Segmentation annotation records
────────────────────────────────────────

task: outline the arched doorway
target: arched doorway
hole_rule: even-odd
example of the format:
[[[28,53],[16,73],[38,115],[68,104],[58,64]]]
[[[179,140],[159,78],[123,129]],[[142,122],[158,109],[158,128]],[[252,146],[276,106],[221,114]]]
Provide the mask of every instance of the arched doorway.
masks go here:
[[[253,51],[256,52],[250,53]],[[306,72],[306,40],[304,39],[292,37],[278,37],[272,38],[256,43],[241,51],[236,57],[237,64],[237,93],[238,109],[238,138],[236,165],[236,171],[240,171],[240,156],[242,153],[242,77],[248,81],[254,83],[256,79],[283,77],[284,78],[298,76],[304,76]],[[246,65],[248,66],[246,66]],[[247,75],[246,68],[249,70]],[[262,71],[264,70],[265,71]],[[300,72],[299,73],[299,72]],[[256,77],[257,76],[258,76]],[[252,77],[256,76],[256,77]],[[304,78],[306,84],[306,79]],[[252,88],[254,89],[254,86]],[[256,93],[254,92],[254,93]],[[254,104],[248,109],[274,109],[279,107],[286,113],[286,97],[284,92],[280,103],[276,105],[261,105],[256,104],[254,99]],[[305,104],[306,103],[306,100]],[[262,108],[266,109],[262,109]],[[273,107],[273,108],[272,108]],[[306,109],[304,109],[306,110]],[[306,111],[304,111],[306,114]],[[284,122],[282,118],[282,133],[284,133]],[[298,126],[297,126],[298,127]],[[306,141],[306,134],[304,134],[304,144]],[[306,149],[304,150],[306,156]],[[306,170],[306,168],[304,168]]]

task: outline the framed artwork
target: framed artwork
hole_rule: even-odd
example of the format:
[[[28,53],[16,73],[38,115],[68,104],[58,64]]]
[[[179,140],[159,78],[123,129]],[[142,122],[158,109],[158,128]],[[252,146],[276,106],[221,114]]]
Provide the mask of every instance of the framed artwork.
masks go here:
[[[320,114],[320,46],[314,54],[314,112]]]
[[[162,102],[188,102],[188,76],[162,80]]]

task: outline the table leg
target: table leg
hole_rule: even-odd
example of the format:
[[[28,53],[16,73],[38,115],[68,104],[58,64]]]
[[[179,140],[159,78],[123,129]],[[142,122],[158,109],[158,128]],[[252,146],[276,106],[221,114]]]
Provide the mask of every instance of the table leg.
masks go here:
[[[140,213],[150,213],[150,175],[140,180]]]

────────────────────────────────────────

WHAT IS BEING ASKED >> Rewrite the lines from the one with "task: outline the framed artwork" to the one with "Provide the mask of every instance of the framed", substituting "wall painting" for each occurrence of "framed artwork" and leaving everything else unchanged.

TASK RESPONSE >>
task: outline the wall painting
target: wall painting
hole_rule: even-odd
example of the format:
[[[28,53],[16,73],[38,115],[68,104],[58,64]]]
[[[179,140],[159,78],[123,129]],[[142,122],[158,109],[158,128]],[[252,146],[276,106],[221,114]]]
Provide the mask of every instance of the wall painting.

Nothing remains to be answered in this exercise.